* start *
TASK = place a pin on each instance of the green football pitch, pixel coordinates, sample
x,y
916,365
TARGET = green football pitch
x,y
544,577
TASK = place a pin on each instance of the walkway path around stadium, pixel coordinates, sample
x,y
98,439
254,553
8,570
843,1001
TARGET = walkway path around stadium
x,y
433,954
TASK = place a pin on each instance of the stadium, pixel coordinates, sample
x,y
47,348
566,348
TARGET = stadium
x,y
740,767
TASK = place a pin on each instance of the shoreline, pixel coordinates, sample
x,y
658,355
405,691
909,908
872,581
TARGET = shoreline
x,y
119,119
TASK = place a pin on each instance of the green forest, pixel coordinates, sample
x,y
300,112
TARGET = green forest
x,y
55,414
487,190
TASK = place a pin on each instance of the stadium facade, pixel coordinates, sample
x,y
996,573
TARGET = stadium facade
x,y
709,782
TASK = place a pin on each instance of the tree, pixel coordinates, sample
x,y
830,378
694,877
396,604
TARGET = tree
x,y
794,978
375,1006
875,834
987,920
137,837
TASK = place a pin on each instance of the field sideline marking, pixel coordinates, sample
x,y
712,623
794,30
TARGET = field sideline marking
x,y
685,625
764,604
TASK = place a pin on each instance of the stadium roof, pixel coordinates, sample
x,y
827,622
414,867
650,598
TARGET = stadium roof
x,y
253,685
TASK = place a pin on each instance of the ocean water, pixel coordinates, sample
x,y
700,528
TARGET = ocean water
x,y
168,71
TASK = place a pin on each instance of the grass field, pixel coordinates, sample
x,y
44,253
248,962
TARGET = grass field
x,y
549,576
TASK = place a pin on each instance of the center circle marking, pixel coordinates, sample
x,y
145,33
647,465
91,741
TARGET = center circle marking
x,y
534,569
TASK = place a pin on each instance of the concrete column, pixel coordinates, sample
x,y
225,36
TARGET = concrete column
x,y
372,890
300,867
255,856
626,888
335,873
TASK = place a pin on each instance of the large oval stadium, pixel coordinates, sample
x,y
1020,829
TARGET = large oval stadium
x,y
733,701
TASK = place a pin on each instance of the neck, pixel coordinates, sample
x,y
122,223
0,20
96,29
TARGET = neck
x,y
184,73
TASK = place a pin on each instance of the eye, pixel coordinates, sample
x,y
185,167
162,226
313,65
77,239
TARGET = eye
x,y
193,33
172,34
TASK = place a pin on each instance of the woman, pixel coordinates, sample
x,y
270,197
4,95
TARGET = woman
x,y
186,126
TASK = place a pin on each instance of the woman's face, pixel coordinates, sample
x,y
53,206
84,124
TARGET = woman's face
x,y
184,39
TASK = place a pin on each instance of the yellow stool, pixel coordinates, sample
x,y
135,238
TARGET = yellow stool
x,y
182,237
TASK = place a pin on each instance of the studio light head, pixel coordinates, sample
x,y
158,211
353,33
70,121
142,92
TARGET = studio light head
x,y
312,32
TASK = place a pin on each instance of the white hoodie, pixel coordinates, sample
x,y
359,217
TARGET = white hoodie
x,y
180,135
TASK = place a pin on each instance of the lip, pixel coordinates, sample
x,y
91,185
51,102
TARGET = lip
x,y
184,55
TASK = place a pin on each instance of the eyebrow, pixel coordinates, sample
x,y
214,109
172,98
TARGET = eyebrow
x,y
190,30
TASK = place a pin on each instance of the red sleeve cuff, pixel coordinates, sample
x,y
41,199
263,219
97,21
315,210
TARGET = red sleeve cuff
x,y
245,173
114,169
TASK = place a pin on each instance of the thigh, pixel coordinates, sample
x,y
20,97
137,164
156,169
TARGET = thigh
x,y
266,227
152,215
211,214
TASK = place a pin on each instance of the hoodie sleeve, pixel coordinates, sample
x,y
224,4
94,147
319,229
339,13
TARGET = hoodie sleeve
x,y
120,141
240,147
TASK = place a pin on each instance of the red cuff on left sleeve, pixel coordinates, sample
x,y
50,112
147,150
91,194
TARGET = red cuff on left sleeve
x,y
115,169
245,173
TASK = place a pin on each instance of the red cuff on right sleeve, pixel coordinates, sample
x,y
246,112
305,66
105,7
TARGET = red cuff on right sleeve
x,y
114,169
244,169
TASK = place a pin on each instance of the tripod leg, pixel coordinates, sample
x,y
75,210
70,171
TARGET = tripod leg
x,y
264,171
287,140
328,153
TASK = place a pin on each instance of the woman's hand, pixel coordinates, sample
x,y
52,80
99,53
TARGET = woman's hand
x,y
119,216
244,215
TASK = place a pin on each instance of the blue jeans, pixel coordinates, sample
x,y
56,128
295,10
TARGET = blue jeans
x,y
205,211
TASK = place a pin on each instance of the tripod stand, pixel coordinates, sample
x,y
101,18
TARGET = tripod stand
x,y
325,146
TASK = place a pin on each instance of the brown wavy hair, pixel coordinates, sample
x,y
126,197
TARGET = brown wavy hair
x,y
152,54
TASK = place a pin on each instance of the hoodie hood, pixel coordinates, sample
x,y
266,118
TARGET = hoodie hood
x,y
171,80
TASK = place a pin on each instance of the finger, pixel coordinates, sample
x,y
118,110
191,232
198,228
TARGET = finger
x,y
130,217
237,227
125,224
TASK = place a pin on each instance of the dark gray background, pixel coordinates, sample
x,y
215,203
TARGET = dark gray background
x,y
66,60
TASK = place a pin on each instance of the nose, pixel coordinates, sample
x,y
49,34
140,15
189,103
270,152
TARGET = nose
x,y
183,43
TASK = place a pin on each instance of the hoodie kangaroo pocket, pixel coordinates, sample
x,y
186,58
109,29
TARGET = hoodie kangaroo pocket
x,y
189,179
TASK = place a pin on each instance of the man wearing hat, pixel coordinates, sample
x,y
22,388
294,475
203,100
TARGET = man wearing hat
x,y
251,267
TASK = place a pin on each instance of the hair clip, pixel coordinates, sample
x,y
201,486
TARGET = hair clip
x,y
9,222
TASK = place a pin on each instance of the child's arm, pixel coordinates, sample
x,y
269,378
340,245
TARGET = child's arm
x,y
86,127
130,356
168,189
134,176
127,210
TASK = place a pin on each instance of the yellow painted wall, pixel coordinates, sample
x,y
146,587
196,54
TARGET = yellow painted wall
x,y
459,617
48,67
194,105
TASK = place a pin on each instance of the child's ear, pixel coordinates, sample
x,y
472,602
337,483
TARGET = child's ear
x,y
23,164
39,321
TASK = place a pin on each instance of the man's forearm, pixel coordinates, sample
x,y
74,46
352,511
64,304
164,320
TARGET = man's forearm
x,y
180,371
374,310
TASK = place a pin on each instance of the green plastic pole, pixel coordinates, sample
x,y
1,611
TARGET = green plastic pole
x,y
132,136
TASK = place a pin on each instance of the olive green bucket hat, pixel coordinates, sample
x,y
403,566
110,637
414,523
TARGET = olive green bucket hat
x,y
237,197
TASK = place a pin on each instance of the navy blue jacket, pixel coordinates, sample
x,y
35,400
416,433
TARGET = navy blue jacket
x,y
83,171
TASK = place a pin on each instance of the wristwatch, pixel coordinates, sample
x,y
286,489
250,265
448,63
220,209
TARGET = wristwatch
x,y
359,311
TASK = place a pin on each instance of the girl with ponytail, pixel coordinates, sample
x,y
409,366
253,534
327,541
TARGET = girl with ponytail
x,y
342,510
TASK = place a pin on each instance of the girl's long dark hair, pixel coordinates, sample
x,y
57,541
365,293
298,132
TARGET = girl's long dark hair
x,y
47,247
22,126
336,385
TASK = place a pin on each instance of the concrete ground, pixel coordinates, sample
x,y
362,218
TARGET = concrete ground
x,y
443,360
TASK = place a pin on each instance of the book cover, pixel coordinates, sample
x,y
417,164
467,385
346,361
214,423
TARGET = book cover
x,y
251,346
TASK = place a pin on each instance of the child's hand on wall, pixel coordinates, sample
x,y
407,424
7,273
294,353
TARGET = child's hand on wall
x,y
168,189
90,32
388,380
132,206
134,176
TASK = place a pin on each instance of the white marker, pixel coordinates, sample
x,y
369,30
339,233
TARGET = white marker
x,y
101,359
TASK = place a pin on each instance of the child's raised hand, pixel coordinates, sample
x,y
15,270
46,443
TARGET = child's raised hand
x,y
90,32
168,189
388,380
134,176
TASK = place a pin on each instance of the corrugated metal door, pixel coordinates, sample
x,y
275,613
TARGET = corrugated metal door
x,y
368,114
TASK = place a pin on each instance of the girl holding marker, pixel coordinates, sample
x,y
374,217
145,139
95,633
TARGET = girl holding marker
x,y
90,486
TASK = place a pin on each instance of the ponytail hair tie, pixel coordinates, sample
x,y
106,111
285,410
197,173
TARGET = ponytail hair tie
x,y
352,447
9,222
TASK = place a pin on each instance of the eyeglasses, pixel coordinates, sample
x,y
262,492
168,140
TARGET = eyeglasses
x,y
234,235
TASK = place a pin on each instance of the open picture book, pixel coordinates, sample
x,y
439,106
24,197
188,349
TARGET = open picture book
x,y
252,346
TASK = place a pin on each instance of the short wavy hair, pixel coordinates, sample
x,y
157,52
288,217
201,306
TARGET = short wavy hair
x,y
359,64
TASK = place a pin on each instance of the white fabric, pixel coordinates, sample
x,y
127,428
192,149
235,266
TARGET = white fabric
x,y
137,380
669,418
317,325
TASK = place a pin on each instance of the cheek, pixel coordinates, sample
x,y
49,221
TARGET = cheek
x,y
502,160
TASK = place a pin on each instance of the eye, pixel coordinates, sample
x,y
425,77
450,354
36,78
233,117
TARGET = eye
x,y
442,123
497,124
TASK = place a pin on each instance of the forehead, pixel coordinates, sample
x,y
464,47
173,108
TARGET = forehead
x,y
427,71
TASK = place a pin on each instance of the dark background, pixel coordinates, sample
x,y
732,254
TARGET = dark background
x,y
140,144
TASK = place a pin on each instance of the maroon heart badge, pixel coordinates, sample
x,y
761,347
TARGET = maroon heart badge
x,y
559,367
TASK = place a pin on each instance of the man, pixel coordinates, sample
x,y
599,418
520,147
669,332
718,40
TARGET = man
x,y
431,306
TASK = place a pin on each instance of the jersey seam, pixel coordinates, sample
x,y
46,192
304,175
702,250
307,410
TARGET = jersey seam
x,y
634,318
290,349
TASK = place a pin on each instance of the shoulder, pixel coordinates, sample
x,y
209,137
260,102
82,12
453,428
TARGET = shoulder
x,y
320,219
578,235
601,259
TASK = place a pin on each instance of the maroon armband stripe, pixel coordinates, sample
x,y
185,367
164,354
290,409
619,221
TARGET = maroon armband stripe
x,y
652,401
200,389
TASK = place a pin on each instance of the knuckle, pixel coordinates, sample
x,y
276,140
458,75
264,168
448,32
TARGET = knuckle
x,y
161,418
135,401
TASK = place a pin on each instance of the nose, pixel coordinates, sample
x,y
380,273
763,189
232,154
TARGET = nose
* end *
Reproduce the items word for word, starting at the line that contains "TASK = place a pin on each instance of the jersey" and ending at the final line of the items.

→ **Reply**:
TASK = place a pin on each instance of the jersey seam, pixel coordinates, sample
x,y
46,192
304,175
702,250
307,410
TARGET = jersey seam
x,y
634,318
290,349
TASK = place a pin on each instance of the shoulder, pixel coordinates, sample
x,y
209,137
260,102
82,12
453,428
TARGET = shoulder
x,y
320,219
578,235
601,259
TASK = place a pin on each instance of the maroon armband stripe, pixel coordinates, sample
x,y
185,367
164,354
290,409
619,221
TARGET = maroon armband stripe
x,y
652,401
200,389
TASK = place a pin on each instance of the knuckle, pixel coordinates, sample
x,y
276,140
458,75
264,168
448,32
TARGET = knuckle
x,y
161,418
135,401
TASK = place a pin on each instance of the nose, pixel coordinates, sample
x,y
380,273
763,189
232,154
TARGET = nose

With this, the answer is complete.